* AVAILABLE DATA
———
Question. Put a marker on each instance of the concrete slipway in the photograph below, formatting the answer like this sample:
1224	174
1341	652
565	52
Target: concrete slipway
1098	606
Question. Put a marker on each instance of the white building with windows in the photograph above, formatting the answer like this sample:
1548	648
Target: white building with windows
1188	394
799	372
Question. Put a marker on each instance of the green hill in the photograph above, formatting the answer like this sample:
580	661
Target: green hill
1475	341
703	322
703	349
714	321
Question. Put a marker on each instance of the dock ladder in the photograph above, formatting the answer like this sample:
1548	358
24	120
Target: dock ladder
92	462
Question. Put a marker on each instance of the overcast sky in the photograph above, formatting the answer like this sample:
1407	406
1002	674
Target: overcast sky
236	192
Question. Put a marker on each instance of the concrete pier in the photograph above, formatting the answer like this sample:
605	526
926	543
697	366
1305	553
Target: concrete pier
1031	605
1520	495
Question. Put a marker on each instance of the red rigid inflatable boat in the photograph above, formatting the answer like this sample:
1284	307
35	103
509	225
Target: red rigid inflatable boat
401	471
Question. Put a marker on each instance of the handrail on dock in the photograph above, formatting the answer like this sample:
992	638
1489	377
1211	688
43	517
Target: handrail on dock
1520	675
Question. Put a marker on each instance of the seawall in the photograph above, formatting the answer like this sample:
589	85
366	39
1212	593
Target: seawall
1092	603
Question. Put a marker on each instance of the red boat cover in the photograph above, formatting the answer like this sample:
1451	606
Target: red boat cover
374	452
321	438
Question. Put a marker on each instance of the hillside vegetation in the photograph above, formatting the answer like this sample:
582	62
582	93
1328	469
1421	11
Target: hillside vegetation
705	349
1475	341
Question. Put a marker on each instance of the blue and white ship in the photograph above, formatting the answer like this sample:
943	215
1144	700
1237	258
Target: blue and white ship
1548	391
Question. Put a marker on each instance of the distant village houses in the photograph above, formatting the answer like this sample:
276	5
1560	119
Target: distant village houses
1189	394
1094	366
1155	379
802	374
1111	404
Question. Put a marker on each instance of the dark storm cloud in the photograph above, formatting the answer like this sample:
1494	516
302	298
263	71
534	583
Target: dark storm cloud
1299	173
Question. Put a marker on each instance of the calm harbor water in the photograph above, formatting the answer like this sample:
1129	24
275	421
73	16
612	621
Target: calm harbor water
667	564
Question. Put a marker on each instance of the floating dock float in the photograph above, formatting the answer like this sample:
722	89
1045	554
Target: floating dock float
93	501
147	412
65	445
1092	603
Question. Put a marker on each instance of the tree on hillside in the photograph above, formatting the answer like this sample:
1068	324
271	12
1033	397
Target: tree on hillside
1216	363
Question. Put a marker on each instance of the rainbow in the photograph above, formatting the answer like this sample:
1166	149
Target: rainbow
———
* TASK GOAL
Nothing but the lines from the one containing "Question. Put a marker on each instance of the rainbow" through the final line of the listing above belongs in the answer; set them down exactly.

* SOLUTION TO THIS EXERCISE
Question. Put a marker on each instance of the rainbow in the photograph above, formatting the answer like this sample:
1166	149
Target: rainbow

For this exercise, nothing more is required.